*Exercise brief*.
Copy the passage of the revenue and operating expenses excerpt that begins with "We have no products" and ends with "combination of these.", renaming "GSK Agreement" to "GSK Collaboration Agreement" everywhere it occurs.

*Excerpt provided*.

We have no products approved for sale and have never generated any revenue from product sales.

To date, we have generated revenue primarily from the recognition of a portion of the upfront payment under the GSK Agreement that we entered into in May 2019. As we continue to conduct research under the GSK Agreement, we will recognize revenue based upon our estimate of the progress made as well as potential future license revenue. In the future, we may generate additional revenue from other collaborations, strategic alliances, licensing agreements, product sales, or a combination of these.



Operating Expenses

Research and Development

To date, research and development expenses consist of costs incurred by us for the discovery and development of our technology platforms and product candidates and includes costs incurred in connection with strategic collaborations, costs to license technology, personnel-related costs, including stock-based compensation expense, facility and technology related costs, research and laboratory expenses, as well as other expenses, which include consulting fees and other costs. Upfront payments and milestones paid to third parties in connection with technology platforms which have not reached technological feasibility and do not have an alternative future use are expensed as incurred.

Research and development expenses also include non-cash expense related to the change in the estimated fair value of the liabilities associated with our success payments granted to Fred Hutch and Stanford. See the subsection titled "-Critical Accounting Policies and Significant Judgments and Estimates-Success Payments" included in the Prospectus. Research and development expenses related to our success payment liabilities are unpredictable and may vary significantly from quarter to quarter and year to year due to changes in our assumptions used in the calculation.

Dataset items:
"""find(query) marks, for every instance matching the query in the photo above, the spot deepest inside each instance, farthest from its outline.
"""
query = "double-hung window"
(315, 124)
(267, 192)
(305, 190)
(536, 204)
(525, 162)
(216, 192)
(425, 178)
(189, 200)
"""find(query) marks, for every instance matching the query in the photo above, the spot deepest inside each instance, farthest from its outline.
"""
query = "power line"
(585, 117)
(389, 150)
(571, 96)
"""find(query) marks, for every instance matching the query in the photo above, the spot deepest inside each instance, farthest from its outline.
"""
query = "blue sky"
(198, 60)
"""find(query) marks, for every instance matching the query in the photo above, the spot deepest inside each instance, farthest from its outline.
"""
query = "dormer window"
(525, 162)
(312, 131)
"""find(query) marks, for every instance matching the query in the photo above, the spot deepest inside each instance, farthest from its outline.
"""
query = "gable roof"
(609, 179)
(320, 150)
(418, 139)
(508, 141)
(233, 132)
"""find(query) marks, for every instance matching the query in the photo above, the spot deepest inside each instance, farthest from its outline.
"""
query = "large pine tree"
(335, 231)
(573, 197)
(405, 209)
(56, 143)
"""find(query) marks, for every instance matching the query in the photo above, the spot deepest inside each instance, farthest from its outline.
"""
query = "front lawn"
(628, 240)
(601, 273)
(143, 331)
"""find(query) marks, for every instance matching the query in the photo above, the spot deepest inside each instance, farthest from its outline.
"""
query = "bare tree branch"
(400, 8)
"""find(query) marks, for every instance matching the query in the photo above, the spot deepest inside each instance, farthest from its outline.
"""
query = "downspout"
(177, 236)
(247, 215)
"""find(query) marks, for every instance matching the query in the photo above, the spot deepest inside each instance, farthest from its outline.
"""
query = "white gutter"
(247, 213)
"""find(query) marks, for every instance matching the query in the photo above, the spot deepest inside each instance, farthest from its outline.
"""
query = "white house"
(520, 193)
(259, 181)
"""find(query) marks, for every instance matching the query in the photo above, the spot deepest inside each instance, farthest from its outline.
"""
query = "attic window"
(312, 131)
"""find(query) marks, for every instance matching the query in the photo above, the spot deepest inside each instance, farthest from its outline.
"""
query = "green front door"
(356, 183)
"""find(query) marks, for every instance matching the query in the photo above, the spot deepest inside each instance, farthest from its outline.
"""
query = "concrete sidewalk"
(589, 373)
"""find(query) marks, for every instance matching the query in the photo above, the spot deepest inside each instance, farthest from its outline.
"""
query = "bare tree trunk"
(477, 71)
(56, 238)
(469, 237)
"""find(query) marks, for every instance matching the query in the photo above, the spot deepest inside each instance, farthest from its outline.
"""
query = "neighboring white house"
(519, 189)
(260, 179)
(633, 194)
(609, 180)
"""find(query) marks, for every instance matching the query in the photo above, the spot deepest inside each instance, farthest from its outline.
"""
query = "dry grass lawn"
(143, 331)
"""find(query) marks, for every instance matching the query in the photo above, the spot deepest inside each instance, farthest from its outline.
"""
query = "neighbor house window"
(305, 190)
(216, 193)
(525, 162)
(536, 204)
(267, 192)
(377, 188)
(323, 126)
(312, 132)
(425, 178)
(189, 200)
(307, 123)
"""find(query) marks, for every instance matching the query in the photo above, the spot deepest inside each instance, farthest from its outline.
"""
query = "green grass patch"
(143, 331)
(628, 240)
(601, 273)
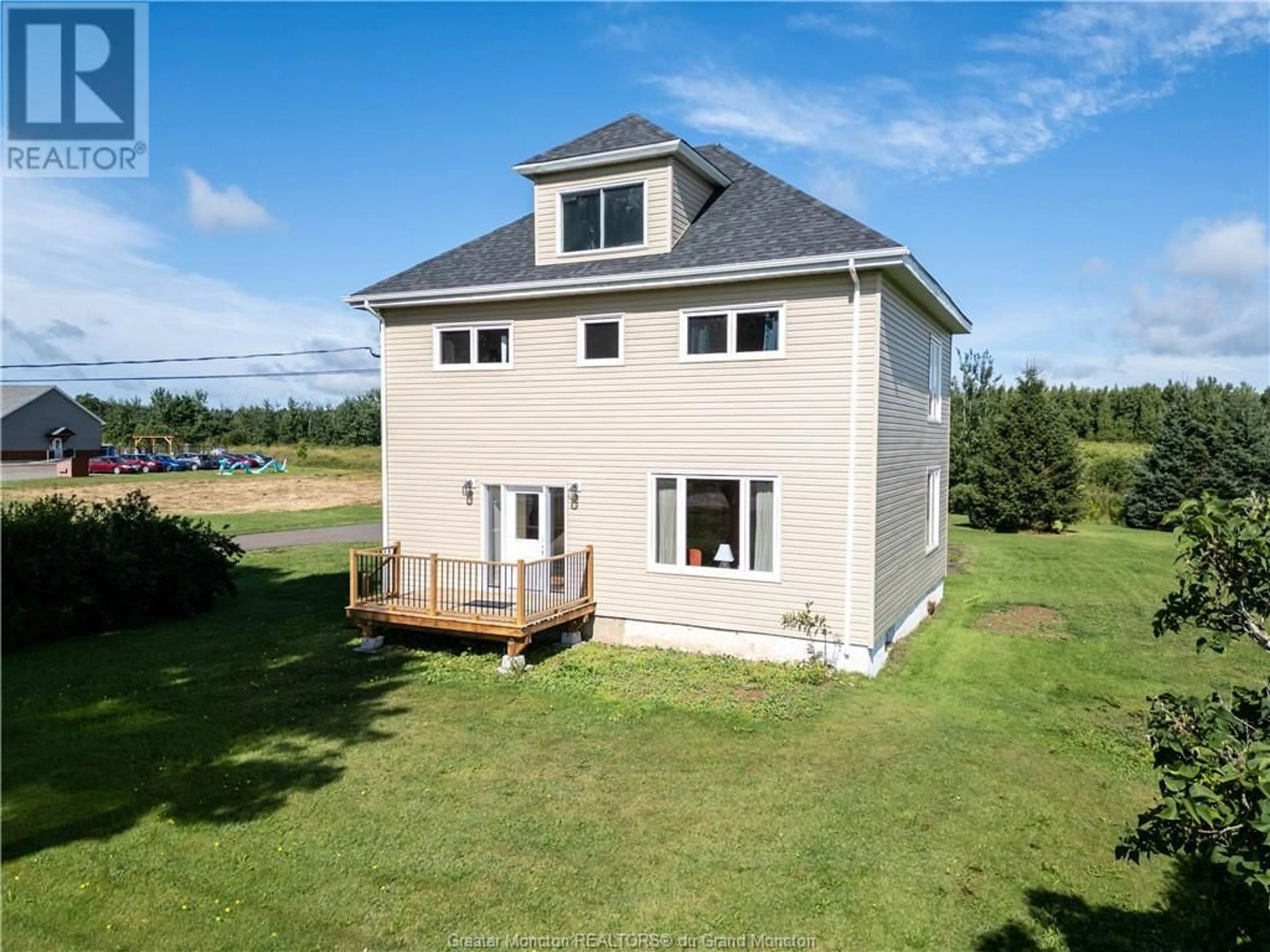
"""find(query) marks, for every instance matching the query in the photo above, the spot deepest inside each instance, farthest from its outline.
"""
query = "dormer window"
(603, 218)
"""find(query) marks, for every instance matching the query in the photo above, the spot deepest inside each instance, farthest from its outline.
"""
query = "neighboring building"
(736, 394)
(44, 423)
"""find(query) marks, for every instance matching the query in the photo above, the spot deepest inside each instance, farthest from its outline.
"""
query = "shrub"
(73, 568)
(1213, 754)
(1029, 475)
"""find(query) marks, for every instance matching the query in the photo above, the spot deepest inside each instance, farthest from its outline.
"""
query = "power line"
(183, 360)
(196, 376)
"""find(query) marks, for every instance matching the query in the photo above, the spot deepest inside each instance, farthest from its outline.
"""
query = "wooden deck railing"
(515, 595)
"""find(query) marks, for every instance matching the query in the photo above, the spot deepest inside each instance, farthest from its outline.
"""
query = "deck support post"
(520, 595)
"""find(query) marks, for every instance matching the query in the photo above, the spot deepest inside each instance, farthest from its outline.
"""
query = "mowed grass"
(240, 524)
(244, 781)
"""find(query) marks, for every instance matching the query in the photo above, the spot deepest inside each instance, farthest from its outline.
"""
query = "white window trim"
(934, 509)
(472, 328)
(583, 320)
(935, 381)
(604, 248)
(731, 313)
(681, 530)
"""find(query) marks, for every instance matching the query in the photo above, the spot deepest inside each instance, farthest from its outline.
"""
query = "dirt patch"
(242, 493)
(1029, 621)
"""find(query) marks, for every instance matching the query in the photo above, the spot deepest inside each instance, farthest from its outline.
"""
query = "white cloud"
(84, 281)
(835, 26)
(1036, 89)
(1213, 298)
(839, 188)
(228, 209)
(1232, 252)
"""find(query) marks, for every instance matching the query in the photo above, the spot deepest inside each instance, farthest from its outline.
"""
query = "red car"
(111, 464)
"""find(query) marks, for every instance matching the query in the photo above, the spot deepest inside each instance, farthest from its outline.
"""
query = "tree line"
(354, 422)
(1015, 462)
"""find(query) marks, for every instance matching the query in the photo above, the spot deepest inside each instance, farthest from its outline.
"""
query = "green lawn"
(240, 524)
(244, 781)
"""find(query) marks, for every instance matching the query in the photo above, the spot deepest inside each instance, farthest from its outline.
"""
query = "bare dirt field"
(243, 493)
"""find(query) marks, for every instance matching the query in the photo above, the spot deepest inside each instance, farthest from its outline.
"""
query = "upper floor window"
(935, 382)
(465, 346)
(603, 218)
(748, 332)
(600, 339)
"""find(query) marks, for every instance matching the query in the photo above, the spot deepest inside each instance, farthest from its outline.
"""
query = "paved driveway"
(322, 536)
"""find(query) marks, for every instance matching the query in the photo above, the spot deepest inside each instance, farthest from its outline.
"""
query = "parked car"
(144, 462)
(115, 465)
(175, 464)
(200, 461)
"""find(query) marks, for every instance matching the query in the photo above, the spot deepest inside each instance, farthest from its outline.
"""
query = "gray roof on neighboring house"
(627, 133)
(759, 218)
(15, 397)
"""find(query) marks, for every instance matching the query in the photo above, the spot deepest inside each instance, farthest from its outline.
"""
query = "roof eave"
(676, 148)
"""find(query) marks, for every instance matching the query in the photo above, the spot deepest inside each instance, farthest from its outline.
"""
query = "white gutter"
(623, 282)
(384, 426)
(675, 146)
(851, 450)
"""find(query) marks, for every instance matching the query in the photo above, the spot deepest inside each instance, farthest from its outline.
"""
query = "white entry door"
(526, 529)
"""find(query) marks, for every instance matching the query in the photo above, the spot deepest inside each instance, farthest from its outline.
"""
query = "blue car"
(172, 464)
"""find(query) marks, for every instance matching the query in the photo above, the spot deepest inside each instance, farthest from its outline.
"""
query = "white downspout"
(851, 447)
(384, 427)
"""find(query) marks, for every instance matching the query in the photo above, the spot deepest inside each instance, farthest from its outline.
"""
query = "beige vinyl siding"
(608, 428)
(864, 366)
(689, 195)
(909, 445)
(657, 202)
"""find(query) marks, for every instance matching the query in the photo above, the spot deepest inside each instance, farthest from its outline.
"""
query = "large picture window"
--
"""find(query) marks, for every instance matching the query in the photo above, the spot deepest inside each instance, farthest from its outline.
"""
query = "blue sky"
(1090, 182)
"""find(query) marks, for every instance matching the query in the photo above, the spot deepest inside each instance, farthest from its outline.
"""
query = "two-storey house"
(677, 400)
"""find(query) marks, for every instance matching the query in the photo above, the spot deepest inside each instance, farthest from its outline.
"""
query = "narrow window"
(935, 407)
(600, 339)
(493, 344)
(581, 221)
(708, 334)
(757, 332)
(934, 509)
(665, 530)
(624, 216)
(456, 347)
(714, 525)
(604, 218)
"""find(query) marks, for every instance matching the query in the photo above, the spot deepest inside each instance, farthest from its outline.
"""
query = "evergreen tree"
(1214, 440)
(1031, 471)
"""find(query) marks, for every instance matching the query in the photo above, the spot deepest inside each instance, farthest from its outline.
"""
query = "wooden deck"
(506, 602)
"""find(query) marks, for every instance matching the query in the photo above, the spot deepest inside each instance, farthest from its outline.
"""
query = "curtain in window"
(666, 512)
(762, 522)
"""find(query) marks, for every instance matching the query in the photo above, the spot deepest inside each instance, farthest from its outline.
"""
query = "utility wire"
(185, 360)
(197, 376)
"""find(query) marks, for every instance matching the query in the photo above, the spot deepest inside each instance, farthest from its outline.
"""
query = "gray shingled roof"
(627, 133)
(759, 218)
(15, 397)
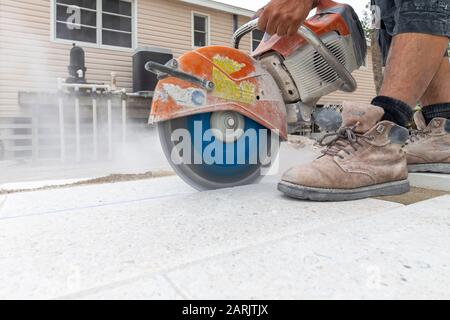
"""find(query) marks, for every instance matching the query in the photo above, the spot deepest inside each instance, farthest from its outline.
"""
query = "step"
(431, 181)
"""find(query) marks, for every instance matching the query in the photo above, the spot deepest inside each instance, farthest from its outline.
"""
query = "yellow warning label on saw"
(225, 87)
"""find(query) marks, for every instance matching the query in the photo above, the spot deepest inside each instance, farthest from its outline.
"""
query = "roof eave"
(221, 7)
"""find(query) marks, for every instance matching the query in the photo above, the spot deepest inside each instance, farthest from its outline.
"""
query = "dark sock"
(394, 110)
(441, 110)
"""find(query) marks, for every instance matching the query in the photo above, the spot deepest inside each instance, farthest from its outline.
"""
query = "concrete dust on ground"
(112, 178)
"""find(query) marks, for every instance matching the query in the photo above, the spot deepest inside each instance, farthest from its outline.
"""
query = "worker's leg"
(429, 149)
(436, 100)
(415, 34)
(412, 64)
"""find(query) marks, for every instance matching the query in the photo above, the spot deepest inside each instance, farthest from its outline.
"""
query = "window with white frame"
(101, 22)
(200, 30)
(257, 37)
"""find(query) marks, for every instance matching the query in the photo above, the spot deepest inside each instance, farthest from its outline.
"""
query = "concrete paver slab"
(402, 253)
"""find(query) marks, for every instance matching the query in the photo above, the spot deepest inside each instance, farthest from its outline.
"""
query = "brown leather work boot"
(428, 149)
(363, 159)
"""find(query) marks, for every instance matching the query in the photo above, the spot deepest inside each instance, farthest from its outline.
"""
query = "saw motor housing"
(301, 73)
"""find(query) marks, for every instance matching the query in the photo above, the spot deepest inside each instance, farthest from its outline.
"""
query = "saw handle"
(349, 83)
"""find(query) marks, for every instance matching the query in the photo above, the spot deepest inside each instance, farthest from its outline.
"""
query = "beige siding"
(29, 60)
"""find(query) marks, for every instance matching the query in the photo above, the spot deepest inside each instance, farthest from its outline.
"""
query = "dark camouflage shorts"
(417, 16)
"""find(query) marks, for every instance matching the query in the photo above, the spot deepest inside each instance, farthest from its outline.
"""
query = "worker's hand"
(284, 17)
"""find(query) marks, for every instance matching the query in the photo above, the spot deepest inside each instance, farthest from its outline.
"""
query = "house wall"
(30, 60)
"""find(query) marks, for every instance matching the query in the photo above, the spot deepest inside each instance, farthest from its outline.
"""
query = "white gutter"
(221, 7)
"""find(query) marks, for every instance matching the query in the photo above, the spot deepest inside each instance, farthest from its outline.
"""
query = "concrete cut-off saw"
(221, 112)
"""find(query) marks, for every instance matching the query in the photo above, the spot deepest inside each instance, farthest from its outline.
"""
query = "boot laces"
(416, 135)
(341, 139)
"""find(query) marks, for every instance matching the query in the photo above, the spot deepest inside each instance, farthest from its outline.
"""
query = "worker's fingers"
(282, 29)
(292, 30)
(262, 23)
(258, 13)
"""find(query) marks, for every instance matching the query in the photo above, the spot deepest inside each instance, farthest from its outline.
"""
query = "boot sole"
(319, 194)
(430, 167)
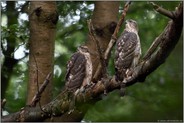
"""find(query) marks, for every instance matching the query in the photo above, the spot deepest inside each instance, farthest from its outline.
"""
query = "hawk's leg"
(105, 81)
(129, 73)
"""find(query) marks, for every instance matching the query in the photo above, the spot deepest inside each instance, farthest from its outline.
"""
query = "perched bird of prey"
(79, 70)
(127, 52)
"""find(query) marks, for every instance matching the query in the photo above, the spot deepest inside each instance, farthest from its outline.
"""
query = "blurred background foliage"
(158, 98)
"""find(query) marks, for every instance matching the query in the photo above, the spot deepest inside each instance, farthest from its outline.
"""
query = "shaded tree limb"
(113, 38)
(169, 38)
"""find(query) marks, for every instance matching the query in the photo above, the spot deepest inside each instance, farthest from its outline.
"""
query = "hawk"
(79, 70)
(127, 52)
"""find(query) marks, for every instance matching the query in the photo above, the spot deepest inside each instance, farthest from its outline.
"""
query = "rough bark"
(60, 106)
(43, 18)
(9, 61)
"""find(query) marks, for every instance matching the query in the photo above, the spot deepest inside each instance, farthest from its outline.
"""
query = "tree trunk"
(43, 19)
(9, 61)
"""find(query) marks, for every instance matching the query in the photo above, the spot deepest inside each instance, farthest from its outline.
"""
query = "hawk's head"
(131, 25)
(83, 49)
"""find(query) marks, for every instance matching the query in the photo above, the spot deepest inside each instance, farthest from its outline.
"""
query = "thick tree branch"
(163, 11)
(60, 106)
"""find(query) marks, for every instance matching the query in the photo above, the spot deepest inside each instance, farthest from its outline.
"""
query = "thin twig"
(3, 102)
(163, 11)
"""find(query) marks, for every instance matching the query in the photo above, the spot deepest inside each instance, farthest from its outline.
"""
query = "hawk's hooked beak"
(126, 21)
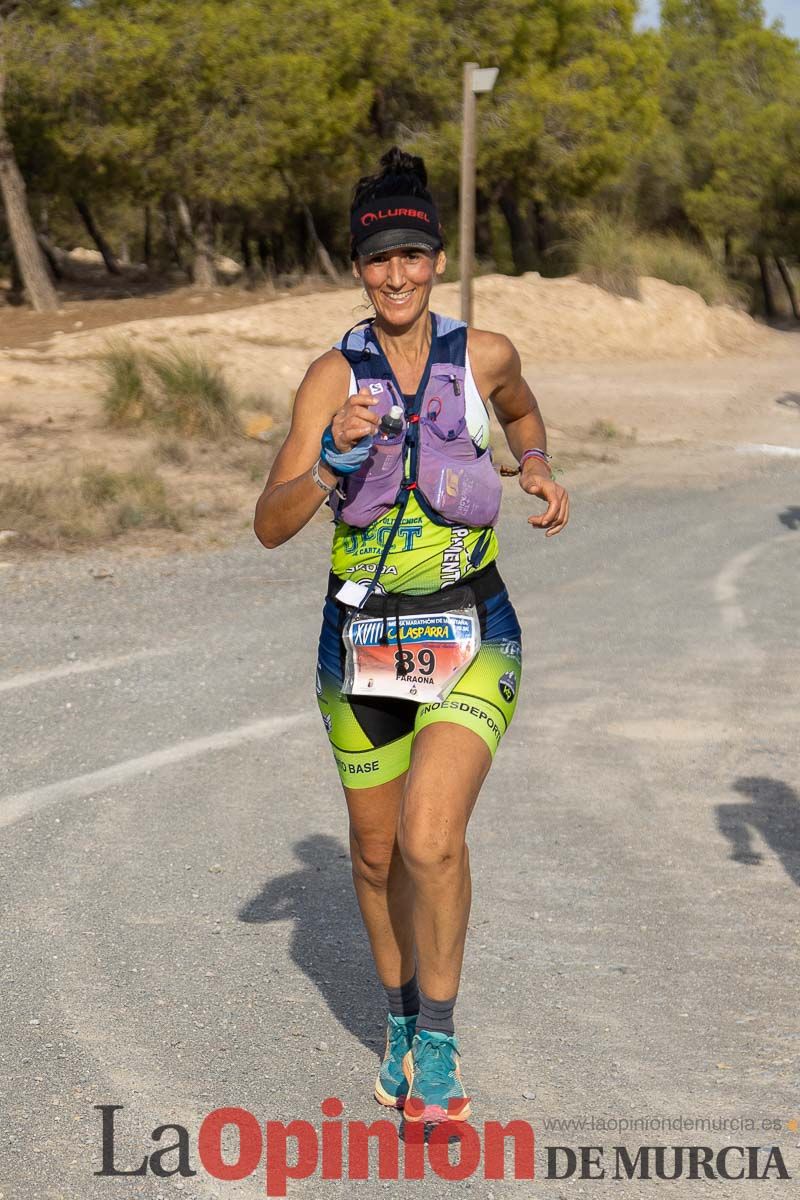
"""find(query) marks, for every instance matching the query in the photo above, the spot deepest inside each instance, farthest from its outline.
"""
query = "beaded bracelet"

*Output below*.
We have no products approved for sale and have never generated any revenue from product sales.

To date, we have generated revenue primarily from the recognition of a portion of the upfront payment under the GSK Collaboration Agreement that we entered into in May 2019. As we continue to conduct research under the GSK Collaboration Agreement, we will recognize revenue based upon our estimate of the progress made as well as potential future license revenue. In the future, we may generate additional revenue from other collaborations, strategic alliances, licensing agreements, product sales, or a combination of these.